» **EXERCISE DIRECTIONS**
Return the exact lines spanning from the line with "the black rubber" through the last line of the entries, boundaries included, and no others.

» **PROVIDED MATERIAL**
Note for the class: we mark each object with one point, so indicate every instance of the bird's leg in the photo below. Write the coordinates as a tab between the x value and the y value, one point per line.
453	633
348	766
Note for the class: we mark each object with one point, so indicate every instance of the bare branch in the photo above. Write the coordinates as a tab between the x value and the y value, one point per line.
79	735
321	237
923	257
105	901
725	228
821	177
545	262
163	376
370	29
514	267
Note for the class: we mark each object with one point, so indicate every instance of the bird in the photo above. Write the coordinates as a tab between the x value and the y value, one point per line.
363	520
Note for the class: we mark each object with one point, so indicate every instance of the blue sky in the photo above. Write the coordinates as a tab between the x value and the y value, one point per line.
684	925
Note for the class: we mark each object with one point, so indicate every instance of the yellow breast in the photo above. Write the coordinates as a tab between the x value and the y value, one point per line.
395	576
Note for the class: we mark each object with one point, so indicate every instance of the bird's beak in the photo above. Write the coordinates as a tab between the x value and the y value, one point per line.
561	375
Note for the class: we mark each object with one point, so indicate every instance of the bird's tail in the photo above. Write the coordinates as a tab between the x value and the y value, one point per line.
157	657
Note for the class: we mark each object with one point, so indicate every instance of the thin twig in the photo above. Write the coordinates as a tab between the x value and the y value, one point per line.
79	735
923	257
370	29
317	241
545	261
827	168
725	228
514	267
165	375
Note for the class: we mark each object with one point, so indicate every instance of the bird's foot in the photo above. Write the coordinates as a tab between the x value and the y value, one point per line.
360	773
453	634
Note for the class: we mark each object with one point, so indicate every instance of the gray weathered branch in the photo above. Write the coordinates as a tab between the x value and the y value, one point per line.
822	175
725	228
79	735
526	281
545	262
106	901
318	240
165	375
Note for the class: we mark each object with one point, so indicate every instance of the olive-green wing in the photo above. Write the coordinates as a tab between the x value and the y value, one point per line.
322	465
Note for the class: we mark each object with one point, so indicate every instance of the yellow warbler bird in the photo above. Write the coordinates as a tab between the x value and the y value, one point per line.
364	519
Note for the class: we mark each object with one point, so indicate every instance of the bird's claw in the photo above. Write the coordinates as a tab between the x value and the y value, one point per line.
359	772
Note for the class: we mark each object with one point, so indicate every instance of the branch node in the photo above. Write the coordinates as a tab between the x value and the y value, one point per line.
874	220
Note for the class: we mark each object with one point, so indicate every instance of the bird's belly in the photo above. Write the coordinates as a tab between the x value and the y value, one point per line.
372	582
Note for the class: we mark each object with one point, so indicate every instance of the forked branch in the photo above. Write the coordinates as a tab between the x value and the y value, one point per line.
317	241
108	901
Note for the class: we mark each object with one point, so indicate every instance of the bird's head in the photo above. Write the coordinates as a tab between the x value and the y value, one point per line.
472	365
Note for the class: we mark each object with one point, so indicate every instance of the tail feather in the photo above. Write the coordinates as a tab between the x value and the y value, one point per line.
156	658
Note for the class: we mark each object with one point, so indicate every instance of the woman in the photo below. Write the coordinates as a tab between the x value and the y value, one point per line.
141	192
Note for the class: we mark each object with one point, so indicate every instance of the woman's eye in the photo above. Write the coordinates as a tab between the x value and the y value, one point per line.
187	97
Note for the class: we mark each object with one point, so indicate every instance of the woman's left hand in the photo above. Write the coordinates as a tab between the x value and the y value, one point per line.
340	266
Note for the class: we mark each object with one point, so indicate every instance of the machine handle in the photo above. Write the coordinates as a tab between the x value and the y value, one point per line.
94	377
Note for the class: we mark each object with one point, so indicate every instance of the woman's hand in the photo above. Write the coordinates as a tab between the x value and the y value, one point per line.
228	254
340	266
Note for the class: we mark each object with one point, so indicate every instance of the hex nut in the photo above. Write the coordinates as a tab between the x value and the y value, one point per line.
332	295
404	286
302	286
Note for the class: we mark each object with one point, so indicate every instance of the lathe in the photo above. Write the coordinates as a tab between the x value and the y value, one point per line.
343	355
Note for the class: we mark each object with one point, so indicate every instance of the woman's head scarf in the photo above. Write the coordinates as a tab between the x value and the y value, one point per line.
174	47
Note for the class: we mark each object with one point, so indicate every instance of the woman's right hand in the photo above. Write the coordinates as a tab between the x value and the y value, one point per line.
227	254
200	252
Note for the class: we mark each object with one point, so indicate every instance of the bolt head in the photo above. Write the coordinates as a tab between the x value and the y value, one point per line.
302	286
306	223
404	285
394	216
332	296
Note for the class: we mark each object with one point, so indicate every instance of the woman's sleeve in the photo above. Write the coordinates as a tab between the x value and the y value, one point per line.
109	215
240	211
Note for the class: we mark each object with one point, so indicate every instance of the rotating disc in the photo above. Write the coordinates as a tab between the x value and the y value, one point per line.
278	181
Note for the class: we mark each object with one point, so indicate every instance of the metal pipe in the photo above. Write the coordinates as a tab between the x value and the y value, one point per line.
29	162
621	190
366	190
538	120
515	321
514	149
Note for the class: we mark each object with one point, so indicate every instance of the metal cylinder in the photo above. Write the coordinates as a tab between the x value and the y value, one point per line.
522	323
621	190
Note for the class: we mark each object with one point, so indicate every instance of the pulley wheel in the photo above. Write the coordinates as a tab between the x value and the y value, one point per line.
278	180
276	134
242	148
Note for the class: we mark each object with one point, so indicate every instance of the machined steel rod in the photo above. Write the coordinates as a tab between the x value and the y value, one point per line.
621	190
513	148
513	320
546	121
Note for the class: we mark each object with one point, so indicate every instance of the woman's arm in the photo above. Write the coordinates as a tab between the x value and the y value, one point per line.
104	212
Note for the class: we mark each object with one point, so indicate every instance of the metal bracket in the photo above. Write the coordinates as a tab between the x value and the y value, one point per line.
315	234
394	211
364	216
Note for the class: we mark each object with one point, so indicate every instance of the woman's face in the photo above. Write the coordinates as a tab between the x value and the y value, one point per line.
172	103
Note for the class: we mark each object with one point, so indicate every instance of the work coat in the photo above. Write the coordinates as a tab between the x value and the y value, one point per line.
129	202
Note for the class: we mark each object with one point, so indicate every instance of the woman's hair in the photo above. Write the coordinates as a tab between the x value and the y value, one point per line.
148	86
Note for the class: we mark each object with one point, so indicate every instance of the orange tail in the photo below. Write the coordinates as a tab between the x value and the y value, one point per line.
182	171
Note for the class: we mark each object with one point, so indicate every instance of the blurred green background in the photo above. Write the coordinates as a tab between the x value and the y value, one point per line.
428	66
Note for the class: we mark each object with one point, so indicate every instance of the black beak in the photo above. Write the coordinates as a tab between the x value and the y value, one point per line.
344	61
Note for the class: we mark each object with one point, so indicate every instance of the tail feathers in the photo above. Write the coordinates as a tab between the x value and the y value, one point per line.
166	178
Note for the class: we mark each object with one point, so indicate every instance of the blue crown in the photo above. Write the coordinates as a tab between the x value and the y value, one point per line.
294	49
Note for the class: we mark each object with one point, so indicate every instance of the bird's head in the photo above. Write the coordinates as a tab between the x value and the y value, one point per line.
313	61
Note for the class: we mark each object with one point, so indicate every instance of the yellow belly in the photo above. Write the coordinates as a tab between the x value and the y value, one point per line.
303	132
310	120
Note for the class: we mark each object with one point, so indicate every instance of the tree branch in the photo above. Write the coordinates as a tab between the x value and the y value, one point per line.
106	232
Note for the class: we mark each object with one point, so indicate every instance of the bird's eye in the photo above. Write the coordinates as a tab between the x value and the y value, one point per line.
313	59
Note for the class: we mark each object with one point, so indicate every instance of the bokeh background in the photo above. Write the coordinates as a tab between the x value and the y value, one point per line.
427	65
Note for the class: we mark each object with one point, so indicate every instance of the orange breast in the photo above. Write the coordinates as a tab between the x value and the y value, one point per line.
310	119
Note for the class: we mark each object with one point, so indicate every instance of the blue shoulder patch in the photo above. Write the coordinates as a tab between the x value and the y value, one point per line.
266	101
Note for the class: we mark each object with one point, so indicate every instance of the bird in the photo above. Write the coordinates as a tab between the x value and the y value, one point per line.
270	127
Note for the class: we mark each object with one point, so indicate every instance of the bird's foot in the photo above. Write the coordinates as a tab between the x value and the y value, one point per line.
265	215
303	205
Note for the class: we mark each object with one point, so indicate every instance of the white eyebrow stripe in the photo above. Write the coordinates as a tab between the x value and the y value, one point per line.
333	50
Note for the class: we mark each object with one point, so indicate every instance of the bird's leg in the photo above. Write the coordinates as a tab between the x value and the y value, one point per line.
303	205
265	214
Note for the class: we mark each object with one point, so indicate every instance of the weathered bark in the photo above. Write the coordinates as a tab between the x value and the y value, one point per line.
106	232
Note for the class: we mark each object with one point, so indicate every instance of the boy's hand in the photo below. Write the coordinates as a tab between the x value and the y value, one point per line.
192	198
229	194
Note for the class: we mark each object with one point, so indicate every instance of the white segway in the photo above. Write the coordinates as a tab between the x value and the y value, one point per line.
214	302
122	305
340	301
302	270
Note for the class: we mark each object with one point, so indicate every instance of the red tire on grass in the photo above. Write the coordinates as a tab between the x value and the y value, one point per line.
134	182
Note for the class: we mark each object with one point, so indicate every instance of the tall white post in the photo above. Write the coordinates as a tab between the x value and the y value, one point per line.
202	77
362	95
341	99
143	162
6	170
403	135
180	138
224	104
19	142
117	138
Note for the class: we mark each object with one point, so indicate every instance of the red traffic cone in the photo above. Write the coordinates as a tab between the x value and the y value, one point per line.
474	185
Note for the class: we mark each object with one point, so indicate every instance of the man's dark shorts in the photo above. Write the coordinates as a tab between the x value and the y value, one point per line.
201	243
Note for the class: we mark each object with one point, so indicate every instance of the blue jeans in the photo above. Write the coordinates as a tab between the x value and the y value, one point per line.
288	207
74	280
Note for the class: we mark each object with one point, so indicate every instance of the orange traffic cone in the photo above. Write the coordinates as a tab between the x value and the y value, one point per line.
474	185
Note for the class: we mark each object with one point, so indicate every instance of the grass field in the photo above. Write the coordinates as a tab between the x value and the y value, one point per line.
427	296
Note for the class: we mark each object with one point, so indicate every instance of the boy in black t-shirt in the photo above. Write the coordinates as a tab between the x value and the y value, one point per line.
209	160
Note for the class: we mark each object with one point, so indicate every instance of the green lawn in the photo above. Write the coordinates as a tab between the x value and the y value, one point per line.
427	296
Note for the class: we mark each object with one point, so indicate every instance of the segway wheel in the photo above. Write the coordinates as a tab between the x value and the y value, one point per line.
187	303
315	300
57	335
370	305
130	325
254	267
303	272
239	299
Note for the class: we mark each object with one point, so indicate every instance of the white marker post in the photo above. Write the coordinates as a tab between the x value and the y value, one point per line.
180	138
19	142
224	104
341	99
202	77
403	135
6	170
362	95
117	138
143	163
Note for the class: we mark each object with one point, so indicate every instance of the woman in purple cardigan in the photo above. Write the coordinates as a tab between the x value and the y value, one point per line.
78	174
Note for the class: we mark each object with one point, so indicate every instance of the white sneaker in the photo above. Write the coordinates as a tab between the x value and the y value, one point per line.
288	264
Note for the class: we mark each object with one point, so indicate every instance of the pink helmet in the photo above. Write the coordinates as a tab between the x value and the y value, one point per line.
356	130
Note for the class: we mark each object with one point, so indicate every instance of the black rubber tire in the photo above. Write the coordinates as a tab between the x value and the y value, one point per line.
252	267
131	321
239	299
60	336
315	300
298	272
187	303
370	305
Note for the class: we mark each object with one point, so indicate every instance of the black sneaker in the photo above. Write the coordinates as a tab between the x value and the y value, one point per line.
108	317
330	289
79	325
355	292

» **RESULT BELOW**
Note for the class: we mark each object with one point, so indicate every instance of the black rubber tire in the photo above. Write the coordinates as a tab between the x value and the y value, one point per line.
252	267
131	321
239	299
60	336
315	300
298	272
187	303
370	305
Note for the class: we mark each object with one point, so indicate every instance of the black sneaker in the photo above. Write the coordinates as a tab between the x value and the y value, one point per line.
108	317
330	289
79	325
355	292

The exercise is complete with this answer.